Dataset extract:
◇ ◇ ◇ ◇ ◇ ◇ ◇

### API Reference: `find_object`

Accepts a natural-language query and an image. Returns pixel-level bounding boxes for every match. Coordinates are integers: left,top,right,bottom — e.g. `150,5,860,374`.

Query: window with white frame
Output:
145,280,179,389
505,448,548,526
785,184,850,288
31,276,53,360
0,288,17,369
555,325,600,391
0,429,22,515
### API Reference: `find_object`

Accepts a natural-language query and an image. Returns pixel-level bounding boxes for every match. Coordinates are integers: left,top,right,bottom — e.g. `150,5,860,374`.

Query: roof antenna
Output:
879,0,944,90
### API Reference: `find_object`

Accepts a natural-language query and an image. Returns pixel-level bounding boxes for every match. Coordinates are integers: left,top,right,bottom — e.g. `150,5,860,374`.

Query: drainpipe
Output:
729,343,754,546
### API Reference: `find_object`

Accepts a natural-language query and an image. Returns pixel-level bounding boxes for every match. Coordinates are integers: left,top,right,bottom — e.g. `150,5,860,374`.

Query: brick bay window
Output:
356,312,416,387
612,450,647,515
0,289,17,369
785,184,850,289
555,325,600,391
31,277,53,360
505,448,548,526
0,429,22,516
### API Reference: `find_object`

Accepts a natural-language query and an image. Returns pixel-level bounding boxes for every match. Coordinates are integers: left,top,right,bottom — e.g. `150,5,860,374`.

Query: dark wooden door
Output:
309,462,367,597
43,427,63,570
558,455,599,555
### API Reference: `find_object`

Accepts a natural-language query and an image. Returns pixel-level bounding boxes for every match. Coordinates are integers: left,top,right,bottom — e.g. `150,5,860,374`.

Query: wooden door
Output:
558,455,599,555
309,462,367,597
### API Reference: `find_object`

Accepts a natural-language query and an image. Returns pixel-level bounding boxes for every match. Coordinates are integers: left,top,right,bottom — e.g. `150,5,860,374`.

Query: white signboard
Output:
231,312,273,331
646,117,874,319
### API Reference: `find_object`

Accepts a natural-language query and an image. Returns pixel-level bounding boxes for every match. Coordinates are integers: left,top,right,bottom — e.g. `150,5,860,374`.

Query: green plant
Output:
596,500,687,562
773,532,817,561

◇ ◇ ◇ ◇ ◇ ◇ ◇

Direction:
Starting at the beginning of the records and ending at the line that contains "729,343,754,546", rewrite those lines and no others, requests included. In the answers, multiply every bounding-box coordinate by 0.8 and round it to a whole number with halves rounding up; the requests and their sample coordinates stay unchanged.

Complete answer:
### API Reference: `find_object`

Accepts a natural-language query and an image. Returns pixel-level bounding boxes for every match. Coordinates are integers: left,top,right,bottom — e.g. `150,5,860,374`.

Query: window with white frame
Output:
116,224,143,311
404,358,438,421
628,147,680,230
25,221,42,288
0,230,14,295
444,260,480,313
0,343,18,412
### API Reference: `find_object`

Accepts a natural-language query and an image. Returns pixel-level bounding boxes for every match. Coordinates are integers: left,top,right,bottom — e.g. `150,5,860,374`.

Query: roof antenna
Output:
703,0,755,72
### API Reference: `find_object`

Accepts a natural-language query and an image. Returns pixel-level bounding boxes for every match. Coordinates are integers: left,top,right,bottom — e.g. `150,5,860,374`.

Query: drainpipe
Output:
583,274,603,437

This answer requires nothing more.